Look for "below" in every line of the listing. Copy the lines that have it.

DATA PROVIDED:
....

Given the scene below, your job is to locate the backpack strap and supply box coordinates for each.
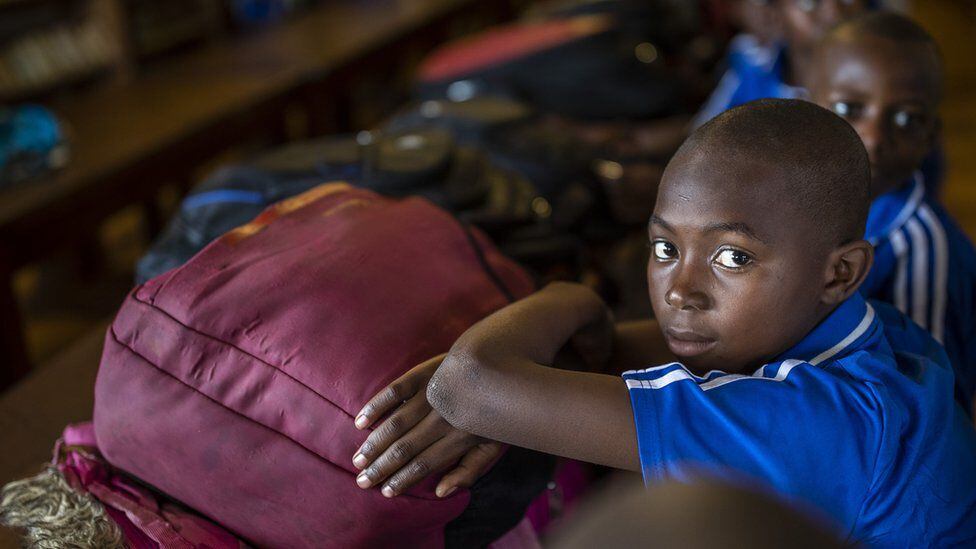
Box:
[458,222,517,303]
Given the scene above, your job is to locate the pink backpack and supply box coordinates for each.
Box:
[94,183,547,547]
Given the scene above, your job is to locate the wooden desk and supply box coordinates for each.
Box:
[0,0,515,386]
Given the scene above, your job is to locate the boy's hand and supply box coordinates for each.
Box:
[352,354,503,498]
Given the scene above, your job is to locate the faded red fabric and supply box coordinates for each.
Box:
[55,422,241,549]
[417,16,610,83]
[94,184,535,548]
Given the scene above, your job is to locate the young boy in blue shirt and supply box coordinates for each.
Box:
[694,0,867,126]
[351,99,976,547]
[808,12,975,412]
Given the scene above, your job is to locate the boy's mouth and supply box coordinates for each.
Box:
[664,327,717,358]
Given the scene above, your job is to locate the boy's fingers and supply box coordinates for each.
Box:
[435,442,504,498]
[353,394,428,469]
[356,413,448,489]
[354,354,446,429]
[380,433,476,498]
[355,378,421,430]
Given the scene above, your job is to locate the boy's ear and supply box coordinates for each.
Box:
[822,240,874,305]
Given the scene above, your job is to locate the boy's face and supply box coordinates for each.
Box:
[732,0,780,46]
[647,155,832,374]
[777,0,866,52]
[810,37,940,196]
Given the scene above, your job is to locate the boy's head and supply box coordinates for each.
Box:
[808,12,943,196]
[648,99,872,374]
[774,0,866,56]
[731,0,780,46]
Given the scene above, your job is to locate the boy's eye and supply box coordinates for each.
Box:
[832,101,856,118]
[652,241,678,261]
[892,110,923,130]
[714,248,753,269]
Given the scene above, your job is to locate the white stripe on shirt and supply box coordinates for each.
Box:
[869,173,926,246]
[626,305,875,392]
[890,229,910,313]
[808,304,876,366]
[698,359,805,391]
[918,204,949,342]
[906,217,930,328]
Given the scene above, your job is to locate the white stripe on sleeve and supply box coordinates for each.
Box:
[625,369,694,390]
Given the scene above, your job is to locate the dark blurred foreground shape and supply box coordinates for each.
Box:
[551,476,849,549]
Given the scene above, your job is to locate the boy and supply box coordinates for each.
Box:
[693,0,866,126]
[808,12,976,412]
[352,100,976,546]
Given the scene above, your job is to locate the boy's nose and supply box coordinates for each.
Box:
[665,266,711,311]
[853,119,883,165]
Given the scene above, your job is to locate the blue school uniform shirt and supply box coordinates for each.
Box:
[692,35,803,128]
[623,293,976,547]
[861,171,976,412]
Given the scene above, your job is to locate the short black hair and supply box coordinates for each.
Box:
[679,98,871,245]
[826,11,944,98]
[835,10,936,44]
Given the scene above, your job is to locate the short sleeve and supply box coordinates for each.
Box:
[623,361,879,529]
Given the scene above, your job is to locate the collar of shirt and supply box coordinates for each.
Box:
[775,293,883,366]
[728,34,780,70]
[865,171,926,246]
[730,40,807,102]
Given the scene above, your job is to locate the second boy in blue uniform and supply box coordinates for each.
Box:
[809,12,976,411]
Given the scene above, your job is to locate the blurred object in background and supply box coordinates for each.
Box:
[135,126,543,283]
[0,0,118,103]
[226,0,312,28]
[406,1,725,319]
[0,0,522,385]
[551,476,847,549]
[0,104,68,188]
[126,0,223,60]
[883,0,911,11]
[414,12,694,120]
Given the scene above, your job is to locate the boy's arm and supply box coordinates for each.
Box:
[353,282,672,496]
[428,282,641,471]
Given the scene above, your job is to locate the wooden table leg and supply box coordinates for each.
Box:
[0,262,30,390]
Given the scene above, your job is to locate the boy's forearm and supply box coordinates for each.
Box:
[425,282,640,470]
[428,284,607,431]
[459,282,610,367]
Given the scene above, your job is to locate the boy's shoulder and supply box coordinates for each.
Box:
[868,174,976,269]
[864,175,976,319]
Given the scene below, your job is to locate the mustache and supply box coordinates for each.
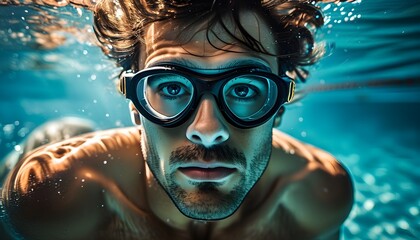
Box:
[169,144,246,167]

....

RESULT OF THIS TASK:
Given the scene below, your job is to locate the backpack strap and supply box coordinates for each.
Given the scene below, your job is to locate the mustache and supply box coordinates for each.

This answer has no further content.